▸ 原文段落:

★ ★ ★ ★ ★

铁铺、螺山、沌口、武桥、巴河、大通等6个河段为单一顺直河道,由于河道较宽,难以约束上游河势调整导致的入流方向变化,伴随着交错边滩的复归性演变,本河段动力轴线大幅度上提下移^[3];而调关、塔市驿、反咀等河段的河湾弯曲度较大,河湾出流方向因入流方向不同或流量不同而改变的幅度可以限制在较小范围内^[8],从而使弯道具有良好的导流作用。表1中的34个单一河段,只有单一微弯河段才可能具有阻隔性,而单一顺直河段均不具有阻隔性,可见单一弯曲的平面形态是形成阻隔性河段、阻隔河势调整向下游传递的控制要素之一。
长江中下游节点包括突出于岸线的山岩、胶泥咀、沉积年份较久的黏土层等。当单侧节点分布于河段中上部时,破坏了本河段平、断面形态的连续性,引起水流动力轴线弯曲半径大小的突变;上游河势调整后,入流动力轴线的角度、与节点贴靠程度发生变化^[1],节点挑流强度随之变化,导致出流方向大幅度改变。东岳山、阳逻矶、白浒山、西塞山、狗头矶、吉阳矶、小闸口等节点分别位于石首、阳逻、湖广、牯牛沙、武穴、东流—官洲、官洲—安庆等河段的中上部,上游河势调整后,节点挑流强度变化,致使出流动力轴线方向的改变程度明显不同,进而导致本河段河势调整向下游传递。可见,阻隔性河段中上部不应具有起挑流作用的单侧节点。
长江中下游也存在大量对峙节点,作为抗冲性较强的河道边界,对峙节点有利于限制河宽、控制河道总体走向^{[4, 8]}。但由于对峙节点挑流强度不同,一旦上游河势变化,节点交替挑流且有强弱之分,加之节点下游河岸地质组成也存在差异,将引起主流摆动及河势调整。例如杨林矶、龙头山对峙分布于螺山河段进口,由于两节点挑流强度不同^[9],龙头山以下主流摆动频繁,加之下游界牌河段河岸抗冲性差、河道放宽,主流摆动幅度进一步加大^[3],不具有阻隔性;再例如龟、蛇山节点对峙分布于武桥河段进口,也有类似特征。也有些对峙节点河段的河势相对稳定,如白螺矶、道人矶对峙分布于南阳洲河段,沙帽山、铁板矶对峙分布于铁板洲河段,其稳定成因在于上游的观音洲弯道、煤炭洲弯道的河势长期保持稳定,从而为下游提供了稳定的入流平面位置,使对峙节点挑流强度始终变化不大,因此其稳定性依赖于上游河势,一旦人为或自然因素改变上游河势,本河段河势也将随之调整。可见,具有对峙节点的河段,由于两节点挑流强度不同^[9]以及节点两岸下游地质地貌条件的差异^[10],难以在上游河势变化后,仍维持窄深型断面来约束主流摆动,因而不具有阻隔性。

★ ★ ★ ★ ★

▸ 所给资料:
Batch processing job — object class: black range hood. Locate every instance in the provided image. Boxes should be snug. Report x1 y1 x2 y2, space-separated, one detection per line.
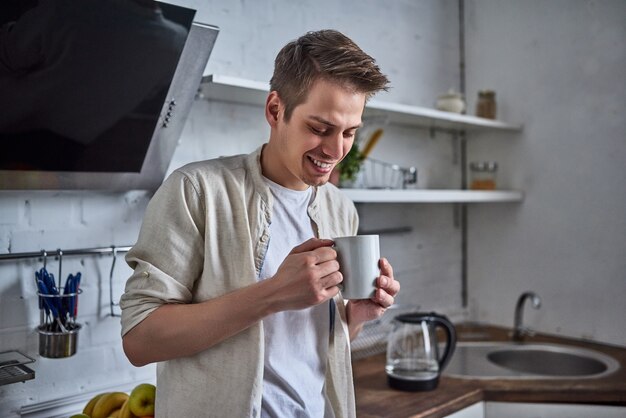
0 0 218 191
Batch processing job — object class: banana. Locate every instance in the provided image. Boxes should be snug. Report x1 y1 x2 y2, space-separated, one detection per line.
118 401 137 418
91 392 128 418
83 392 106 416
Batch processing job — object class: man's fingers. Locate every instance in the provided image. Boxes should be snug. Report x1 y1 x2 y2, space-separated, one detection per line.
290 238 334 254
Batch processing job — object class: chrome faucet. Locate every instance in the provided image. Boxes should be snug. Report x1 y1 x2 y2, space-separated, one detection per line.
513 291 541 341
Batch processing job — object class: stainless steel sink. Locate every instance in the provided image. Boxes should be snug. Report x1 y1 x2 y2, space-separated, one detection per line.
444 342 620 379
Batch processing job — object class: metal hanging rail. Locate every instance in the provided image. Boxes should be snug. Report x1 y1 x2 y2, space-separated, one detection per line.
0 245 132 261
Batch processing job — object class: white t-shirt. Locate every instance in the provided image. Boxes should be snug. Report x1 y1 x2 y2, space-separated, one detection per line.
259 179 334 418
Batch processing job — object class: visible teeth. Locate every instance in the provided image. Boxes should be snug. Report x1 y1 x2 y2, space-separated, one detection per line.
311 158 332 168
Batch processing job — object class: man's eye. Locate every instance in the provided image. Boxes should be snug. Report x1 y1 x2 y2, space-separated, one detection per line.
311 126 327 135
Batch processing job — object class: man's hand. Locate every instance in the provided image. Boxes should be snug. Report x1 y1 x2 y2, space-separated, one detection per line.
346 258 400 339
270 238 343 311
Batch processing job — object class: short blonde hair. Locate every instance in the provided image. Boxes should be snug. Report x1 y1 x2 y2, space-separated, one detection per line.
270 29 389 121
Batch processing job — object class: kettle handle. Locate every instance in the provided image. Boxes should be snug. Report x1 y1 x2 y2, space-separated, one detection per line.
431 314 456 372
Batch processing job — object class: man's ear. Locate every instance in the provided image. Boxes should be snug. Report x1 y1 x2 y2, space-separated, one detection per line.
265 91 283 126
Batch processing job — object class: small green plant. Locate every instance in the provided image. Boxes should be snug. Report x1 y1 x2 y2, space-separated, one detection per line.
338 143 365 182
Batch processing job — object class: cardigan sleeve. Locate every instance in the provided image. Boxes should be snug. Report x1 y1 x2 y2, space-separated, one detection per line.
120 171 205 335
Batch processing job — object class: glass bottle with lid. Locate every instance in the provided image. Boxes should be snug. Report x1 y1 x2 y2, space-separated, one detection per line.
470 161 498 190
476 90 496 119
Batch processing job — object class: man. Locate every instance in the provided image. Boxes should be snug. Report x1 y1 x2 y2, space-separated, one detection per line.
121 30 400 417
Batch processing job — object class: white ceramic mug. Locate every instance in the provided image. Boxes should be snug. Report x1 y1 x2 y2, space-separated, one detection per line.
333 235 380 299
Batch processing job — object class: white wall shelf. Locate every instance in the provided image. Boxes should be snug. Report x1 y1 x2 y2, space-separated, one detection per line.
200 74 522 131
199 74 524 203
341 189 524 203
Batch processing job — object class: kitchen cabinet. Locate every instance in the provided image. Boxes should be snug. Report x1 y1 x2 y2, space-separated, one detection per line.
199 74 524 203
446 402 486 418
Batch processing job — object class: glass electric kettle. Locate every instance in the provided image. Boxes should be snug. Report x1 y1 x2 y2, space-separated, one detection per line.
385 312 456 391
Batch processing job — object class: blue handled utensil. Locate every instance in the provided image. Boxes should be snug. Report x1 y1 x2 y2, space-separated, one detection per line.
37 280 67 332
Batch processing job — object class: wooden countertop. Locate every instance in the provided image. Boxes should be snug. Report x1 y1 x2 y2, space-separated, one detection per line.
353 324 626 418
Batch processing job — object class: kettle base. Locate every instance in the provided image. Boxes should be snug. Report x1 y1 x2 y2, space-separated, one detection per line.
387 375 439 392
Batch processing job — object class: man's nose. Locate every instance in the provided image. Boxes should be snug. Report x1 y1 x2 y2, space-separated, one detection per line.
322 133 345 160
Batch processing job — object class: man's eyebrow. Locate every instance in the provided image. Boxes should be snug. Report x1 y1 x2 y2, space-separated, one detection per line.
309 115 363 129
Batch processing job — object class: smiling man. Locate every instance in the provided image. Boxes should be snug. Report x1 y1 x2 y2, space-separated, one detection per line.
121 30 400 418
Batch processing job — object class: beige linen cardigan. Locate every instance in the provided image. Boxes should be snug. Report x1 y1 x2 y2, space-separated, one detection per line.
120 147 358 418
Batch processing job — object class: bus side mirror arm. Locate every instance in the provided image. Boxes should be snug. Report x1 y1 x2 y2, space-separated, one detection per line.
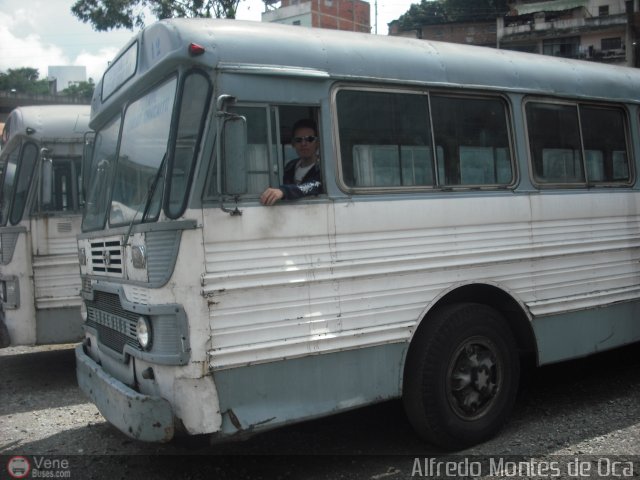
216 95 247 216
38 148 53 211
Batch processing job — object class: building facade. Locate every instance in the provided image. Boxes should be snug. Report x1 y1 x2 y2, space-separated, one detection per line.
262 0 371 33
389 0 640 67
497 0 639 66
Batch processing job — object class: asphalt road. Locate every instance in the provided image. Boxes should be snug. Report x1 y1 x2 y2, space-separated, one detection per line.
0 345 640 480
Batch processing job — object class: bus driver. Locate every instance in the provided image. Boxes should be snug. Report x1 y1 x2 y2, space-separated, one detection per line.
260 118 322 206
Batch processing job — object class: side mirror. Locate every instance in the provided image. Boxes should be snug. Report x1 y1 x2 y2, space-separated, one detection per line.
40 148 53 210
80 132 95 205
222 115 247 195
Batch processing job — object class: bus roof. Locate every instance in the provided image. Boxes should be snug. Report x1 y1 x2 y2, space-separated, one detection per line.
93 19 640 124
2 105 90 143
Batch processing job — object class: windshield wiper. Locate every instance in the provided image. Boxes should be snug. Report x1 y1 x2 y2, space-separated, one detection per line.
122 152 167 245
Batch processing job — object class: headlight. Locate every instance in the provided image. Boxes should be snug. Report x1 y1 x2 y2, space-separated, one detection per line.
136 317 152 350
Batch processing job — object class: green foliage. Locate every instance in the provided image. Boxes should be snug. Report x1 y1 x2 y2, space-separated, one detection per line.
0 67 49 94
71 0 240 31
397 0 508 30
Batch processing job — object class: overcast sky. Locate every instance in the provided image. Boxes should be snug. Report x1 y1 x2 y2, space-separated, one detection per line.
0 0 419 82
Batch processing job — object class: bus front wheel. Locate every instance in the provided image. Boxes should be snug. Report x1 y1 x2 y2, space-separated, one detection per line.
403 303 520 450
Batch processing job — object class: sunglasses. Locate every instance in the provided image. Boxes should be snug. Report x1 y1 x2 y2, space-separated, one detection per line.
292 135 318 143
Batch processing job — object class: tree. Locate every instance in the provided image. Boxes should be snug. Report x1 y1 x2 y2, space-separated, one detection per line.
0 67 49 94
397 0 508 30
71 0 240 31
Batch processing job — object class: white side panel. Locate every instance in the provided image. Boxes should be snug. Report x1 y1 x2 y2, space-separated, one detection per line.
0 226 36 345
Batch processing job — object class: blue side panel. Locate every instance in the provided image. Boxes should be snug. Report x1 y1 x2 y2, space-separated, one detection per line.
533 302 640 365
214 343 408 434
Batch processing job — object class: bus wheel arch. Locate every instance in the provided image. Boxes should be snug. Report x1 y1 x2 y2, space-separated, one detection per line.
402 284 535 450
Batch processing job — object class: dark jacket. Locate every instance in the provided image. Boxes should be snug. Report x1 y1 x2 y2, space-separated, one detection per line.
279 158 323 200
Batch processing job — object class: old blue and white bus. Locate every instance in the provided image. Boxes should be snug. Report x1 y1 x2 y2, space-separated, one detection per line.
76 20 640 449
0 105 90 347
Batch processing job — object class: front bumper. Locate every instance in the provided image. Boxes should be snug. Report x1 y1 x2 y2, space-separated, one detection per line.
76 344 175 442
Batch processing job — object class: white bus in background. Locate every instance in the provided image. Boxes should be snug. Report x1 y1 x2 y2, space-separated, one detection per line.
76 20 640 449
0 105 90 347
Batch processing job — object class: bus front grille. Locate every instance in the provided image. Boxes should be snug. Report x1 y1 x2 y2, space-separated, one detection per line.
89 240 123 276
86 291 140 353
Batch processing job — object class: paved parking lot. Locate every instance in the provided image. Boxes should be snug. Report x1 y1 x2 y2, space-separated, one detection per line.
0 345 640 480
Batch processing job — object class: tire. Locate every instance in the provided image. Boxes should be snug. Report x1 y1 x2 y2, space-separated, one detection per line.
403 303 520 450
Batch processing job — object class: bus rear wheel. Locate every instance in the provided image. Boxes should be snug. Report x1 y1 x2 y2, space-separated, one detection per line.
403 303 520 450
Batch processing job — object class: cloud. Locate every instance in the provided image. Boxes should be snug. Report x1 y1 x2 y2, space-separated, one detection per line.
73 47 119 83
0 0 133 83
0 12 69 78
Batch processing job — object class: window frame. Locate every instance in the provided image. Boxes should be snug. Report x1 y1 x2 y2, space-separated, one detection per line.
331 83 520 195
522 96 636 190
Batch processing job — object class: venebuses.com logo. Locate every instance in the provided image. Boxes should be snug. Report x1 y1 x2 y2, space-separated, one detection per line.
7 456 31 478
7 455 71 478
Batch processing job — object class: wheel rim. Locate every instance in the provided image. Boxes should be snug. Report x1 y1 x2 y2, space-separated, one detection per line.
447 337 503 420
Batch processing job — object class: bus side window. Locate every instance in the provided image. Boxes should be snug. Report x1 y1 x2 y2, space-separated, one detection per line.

★ ★ ★ ★ ★

▸ 任务要求:
**A.** 把长江中下游河段阻隔性原文中的这句话译成英语：“长江中下游节点包括突出于岸线的山岩、胶泥咀、沉积年份较久的黏土层等。”
**B.** 接着长江中下游河段阻隔性这篇原文的末句往下续写。

▸ 任务答复:
**A.** The nodes of the middle and lower Yangtze River include rock masses protruding from the bank line, clay spurs, and clay layers deposited over many years, among others.

**B.**
3.2 横断面控制要素

河宽过大的河道难以有效约束水流动力轴线摆动,且往往有宽广河漫滩发育^[11-12],当水流漫上河漫滩后,河宽骤然增加,河相系数显著增大^[13],为动力轴线提供了充足的摆动空间;此时,若上游河势调整,势必引起本河段的动力轴线摆动,进而向下游传递。
图1为各河段典型横断面图,为明显起见,将窄深型河段的深泓绘制于图中分界线左侧,将其他河段的深泓绘制于分界线右侧。可见,位于分界线左侧的斗湖堤、调关、塔市驿、砖桥、反咀、龙口、汉金关、黄石、搁排矶、上下三号—马垱、马垱—东流、安庆—太子矶等12个阻隔性河段为窄深型断面,不同流量级下的平均河相系数

\begin{matrix} ζ \end{matrix}

小于4,随着流量增加,河道宽度增加较少而水深增加较多,可维持动力轴线的平面位置基本不变,从而阻隔上游河势调整向下游传递。除顺直、有节点的河段外,图1中碾子湾、大马洲、石头关、太子矶—贵池等河段的不同流量级下平均河相系数

\begin{matrix} ζ \end{matrix}

大于4而不具有阻隔性,可见,

\begin{matrix} ζ < 4 \end{matrix}

也是形成阻隔性河段、阻隔河势调整向下游传递的控制要素之一。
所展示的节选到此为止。